┌─ SUPPLIED MATERIAL
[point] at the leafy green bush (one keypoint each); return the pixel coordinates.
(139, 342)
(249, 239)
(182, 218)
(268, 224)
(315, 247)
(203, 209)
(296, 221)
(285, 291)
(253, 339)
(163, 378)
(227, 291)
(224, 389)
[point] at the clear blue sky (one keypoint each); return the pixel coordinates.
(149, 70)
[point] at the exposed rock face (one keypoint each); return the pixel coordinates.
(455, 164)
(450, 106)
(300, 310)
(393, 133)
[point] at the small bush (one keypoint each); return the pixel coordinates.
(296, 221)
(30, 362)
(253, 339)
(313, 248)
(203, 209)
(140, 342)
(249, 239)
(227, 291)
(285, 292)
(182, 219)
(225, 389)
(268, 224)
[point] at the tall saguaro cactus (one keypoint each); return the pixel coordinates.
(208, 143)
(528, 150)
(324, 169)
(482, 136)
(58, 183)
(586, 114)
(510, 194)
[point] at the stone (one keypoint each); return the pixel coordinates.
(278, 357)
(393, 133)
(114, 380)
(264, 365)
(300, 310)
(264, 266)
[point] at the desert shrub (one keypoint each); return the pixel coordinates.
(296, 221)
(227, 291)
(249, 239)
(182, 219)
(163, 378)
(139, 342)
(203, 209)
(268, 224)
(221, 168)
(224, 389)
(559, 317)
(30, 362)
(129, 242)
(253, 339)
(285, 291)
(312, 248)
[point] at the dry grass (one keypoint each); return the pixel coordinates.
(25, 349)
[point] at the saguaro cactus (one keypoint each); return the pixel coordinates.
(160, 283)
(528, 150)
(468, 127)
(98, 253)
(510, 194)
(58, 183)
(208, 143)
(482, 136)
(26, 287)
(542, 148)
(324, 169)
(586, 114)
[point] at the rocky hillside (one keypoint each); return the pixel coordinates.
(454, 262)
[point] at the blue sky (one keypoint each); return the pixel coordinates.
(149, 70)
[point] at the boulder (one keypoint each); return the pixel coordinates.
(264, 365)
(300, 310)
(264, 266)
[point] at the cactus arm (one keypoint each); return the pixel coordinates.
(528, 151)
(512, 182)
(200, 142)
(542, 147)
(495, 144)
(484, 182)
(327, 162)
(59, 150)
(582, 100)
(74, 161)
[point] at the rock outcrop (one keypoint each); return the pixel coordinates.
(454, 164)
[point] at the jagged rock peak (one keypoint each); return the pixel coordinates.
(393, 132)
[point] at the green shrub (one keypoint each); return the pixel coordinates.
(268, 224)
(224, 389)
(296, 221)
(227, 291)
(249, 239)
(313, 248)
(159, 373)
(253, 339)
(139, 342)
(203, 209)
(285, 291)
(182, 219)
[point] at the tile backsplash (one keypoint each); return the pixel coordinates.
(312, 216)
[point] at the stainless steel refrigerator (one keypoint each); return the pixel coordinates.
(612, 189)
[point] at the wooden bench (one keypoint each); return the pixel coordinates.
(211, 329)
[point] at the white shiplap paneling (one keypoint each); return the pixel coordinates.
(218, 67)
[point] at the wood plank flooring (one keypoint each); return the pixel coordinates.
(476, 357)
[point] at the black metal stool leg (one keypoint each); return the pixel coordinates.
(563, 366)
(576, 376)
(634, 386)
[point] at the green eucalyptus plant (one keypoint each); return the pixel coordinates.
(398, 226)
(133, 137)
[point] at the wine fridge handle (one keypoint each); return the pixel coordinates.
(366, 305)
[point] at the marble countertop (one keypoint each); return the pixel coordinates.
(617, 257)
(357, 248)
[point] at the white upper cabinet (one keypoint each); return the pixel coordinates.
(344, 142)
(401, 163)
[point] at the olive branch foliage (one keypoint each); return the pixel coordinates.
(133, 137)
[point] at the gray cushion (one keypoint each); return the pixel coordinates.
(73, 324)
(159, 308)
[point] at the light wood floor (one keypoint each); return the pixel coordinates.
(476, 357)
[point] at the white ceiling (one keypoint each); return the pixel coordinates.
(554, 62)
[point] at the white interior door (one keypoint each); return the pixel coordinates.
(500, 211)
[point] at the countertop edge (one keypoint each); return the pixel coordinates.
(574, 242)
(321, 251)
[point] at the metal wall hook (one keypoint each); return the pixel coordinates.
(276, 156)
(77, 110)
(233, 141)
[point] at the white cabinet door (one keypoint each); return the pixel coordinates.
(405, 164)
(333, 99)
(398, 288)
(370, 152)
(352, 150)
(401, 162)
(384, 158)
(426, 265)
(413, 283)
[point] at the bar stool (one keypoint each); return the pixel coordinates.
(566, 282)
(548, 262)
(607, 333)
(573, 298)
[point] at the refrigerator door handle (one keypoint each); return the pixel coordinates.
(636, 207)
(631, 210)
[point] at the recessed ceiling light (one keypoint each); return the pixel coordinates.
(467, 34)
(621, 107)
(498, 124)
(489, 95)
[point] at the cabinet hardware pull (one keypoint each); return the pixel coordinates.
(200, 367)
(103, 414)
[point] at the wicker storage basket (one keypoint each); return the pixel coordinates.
└─
▶ _STATED EXERCISE_
Rewrite the lines from the one containing "[point] at the cabinet" through the end of the records, replacing "wicker" with "woven" and leaving everything else unchanged.

▶ _ANSWER TO THE PROBLEM_
[point] at the cabinet hardware pull (one keypoint each); return the pixel coordinates.
(200, 367)
(103, 414)
[point] at the woven storage basket (one keypoint each); return the pixel coordinates.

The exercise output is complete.